OBJECTIVE → Reproduce all of the items below line for line, changing nothing.

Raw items
▬▬▬▬▬▬
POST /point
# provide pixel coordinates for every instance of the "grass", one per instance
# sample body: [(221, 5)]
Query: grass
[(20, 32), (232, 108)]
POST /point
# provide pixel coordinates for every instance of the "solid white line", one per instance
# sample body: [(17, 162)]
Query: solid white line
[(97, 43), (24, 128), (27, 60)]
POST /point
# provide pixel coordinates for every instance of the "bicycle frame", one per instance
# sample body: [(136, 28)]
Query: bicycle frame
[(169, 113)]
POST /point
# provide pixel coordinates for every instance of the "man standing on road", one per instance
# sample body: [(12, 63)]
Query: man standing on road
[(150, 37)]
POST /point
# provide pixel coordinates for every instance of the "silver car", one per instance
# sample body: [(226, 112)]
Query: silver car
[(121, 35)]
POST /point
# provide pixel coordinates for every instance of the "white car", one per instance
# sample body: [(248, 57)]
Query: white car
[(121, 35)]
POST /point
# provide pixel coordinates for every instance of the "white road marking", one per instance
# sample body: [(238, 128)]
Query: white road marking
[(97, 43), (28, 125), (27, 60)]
▬▬▬▬▬▬
TASK RESULT →
POST /point
# provide pixel coordinates for every instance of the "grass", one per instance
# sample body: [(221, 5)]
Query: grass
[(20, 32), (232, 108)]
POST /point
# provide pixel coordinates for every instance of the "solid white line", one per instance
# sample body: [(17, 162)]
Query: solid white line
[(97, 43), (24, 128), (27, 60)]
POST /point
# provide pixel coordinates for every instance of the "bicycle frame", one per instance
# sample body: [(136, 28)]
Query: bicycle frame
[(169, 113)]
POST /point
# provide pixel coordinates for every instance of the "man standing on road", one per instance
# sample body: [(12, 63)]
Query: man standing on road
[(150, 37)]
POST /point
# provide pixel coordinates for every instance of the "silver car", one per instance
# sample body: [(226, 112)]
Query: silver car
[(121, 35)]
POST /point
# provide pixel coordinates for every instance of the "white car", one per instance
# sample body: [(248, 57)]
Query: white car
[(121, 35)]
POST /point
# provide pixel coordinates for every instance of the "white road marking", one per instance
# sample body: [(238, 128)]
Query: white road marking
[(97, 43), (28, 125), (27, 60)]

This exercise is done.